Document excerpt:

>>>>>

When problem drinking becomes a full blown alcohol addiction, things are a bit different. The person no longer just drinks because they enjoy the effects but because they need alcohol to function. Addiction reaches an entirely new level when dependency comes into play.

Once an alcoholic reaches this stage, there’s not really much that you can do to help them. Some alcoholics are able to stop drinking when they realise the danger they’re putting themselves and their family in, but most cannot make it more than a few days. At this stage, they are going to need professional help and will likely need to go to rehab.

This is a difficult time for you because you have to step in between a substance abuser and their drug of choice, in this case alcohol.

Assemble a Support Group

It’s best not to do this alone. Talk to others who are concerned about this person and assemble a support group so at least you have others to talk to about the problem. This makes it much easier for you to set up a plan of action and put it into play.

Sober is the Best Starting Point

When you do finally approach them about their problem, do so when they are sober. Oftentimes, an alcoholic feels remorse and regret for themselves and for others when they’re not drunk. If you’re going to get a message across, this is the best time.

Non-accusatory

Do not be accusatory or confrontational. Naturally, the alcoholic will be sensitive and probably defensive about their problem. Approach them with compassion and kindness and make it seem like you’re doing them a kindness.

Alcohol Rehab

You might not need to tell them to go to rehab right away. If this is the first time you’ve approached them about the problem, tell them that they can quit on their own. If you have the resources available, try to help them do this. If they try and fail, or have already failed, then you will need to talk about getting them to rehab.

<<<<<

Dataset excerpts
>>>>>

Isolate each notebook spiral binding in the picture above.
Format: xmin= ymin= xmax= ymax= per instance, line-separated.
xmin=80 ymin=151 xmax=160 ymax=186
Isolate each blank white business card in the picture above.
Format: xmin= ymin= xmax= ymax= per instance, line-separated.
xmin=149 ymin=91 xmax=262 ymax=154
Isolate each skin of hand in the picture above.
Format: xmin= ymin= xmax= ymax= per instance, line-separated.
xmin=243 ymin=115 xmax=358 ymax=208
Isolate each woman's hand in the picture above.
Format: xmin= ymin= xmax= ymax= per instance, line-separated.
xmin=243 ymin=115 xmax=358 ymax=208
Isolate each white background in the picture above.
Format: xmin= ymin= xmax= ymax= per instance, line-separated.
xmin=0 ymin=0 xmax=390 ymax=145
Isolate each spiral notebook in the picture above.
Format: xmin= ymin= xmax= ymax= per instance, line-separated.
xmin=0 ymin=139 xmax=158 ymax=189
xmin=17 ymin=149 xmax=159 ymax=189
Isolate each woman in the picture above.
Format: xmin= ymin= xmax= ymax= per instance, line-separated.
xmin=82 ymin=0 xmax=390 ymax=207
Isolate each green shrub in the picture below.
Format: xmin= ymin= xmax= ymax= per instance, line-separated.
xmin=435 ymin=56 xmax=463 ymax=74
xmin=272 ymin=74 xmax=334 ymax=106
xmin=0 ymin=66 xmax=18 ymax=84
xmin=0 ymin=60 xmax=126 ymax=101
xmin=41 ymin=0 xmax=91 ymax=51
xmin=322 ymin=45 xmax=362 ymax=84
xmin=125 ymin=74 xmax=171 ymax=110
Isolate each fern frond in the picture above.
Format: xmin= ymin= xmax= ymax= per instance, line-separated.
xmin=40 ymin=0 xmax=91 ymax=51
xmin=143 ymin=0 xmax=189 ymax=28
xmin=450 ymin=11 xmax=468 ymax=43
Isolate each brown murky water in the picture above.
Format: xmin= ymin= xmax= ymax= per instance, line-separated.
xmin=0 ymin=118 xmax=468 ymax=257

<<<<<

What you are asked to do:
Output the passage from the piece on alcohol addiction, starting with "Sober is the" and going on through "the best time.". These lines were taken from a separate source.

Answer space:
Sober is the Best Starting Point

When you do finally approach them about their problem, do so when they are sober. Oftentimes, an alcoholic feels remorse and regret for themselves and for others when they’re not drunk. If you’re going to get a message across, this is the best time.